*Questions à traiter:*
1 – Traduisez en anglais la phrase suivante de l'extrait à lire : « De plus, l'échelle JSPE© ne semble pas la plus appropriée pour évaluer un changement à travers le temps. »
2 – Relevez toutes les références bibliographiques citées entre parenthèses dans l'extrait à lire.

*Extrait à lire:*
╔══
Notre étude présente également des limites de validité externe, car les résultats ne peuvent pas être généralisés à d’autres spécialités, locuteurs d’autres langues ou autres professionnel(le)s de la santé. En outre, la manière dont nous avons évalué l’empathie est une limitation, car les résultats qualitatifs à partir d’entretiens semi-structurés sont souvent plus appropriés pour comprendre la perception des participant(e)s et pour compléter les notes de terrain (Halcomb et Davidson, 2006). De plus, l’échelle JSPE© ne semble pas la plus appropriée pour évaluer un changement à travers le temps. Enfin, les patient(e)s n’ont pas été impliqué(e)s dans l’évaluation de l’empathie des résident(e)s, ce qui pourrait être exploré dans des recherches futures.

5. Conclusion

Les résultats de cette étude pilote soulignent l’importance de poursuivre les efforts pour améliorer les interventions pédagogiques destinées à renforcer l’empathie des résident(e)s en psychiatrie, et préparent le terrain pour des études plus vastes, analysant la réaction, mais aussi les acquis et leurs maintiens.

Ils indiquent également que le simulateur 3DV a été bien accueilli par les résident(e)s et encouragent la réalisation d’études à plus grande échelle, avec la participation continue des entendeur(-euse)s de voix dans toutes les phases de la recherche.

En effet, en plus de son aspect thérapeutique, une RT positive comporte 2 autres aspects. Le premier est diagnostique, soit, le fait que les patients qui se sentent compris et en sécurité sont plus enclins à fournir des détails pertinents pour le diagnostic. Le second est préventif, soit, le fait que l’empathie est un facteur de protection contre l’épuisement professionnel chez les médecins (Thirioux et al., 2016). Ainsi, en plus de favoriser une meilleure compréhension du vécu des patient(e)s qui souffrent d’hallucinations auditives, le simulateur 3DV est un outil supplémentaire pour lutter contre l’épuisement professionnel des résident(e)s et améliorer la qualité de leurs diagnostics (Gleichgerrcht et Decety, 2013 ; Riess et al., 2012).

En somme, le simulateur 3DV contribue à améliorer la qualité des soins et la satisfaction tant des patient(e)s que des soignant(e)s.
╚══
*Extrait des données:*
╔══
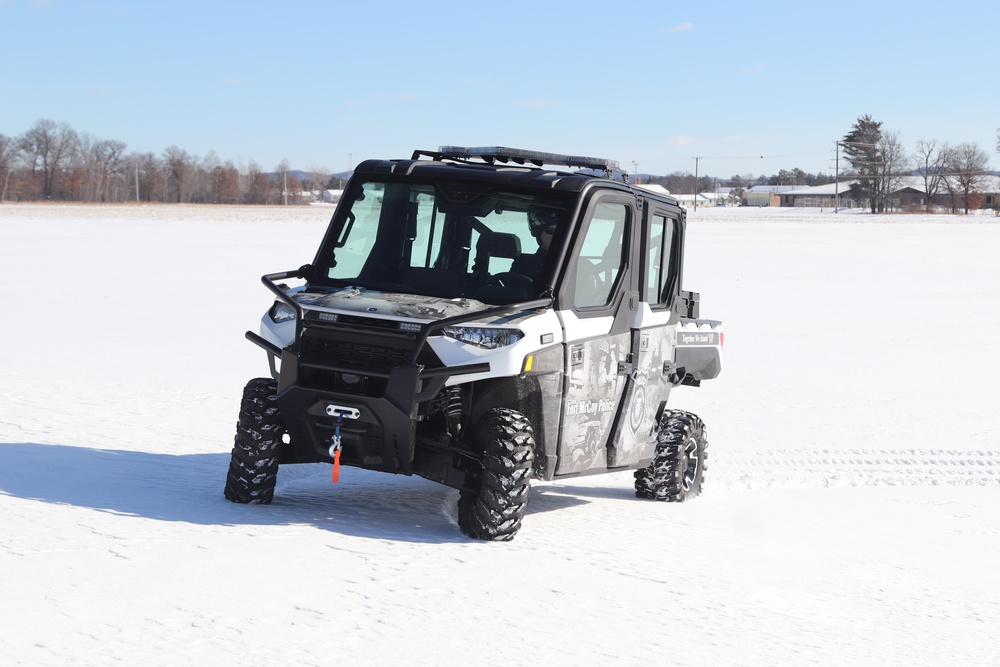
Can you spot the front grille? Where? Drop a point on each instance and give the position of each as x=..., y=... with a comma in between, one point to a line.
╚══
*Liste des réponses:*
1 – Moreover, the JSPE© scale does not seem to be the most appropriate for assessing change over time.

2 –
- Halcomb et Davidson, 2006
- Thirioux et al., 2016
- Gleichgerrcht et Decety, 2013
- Riess et al., 2012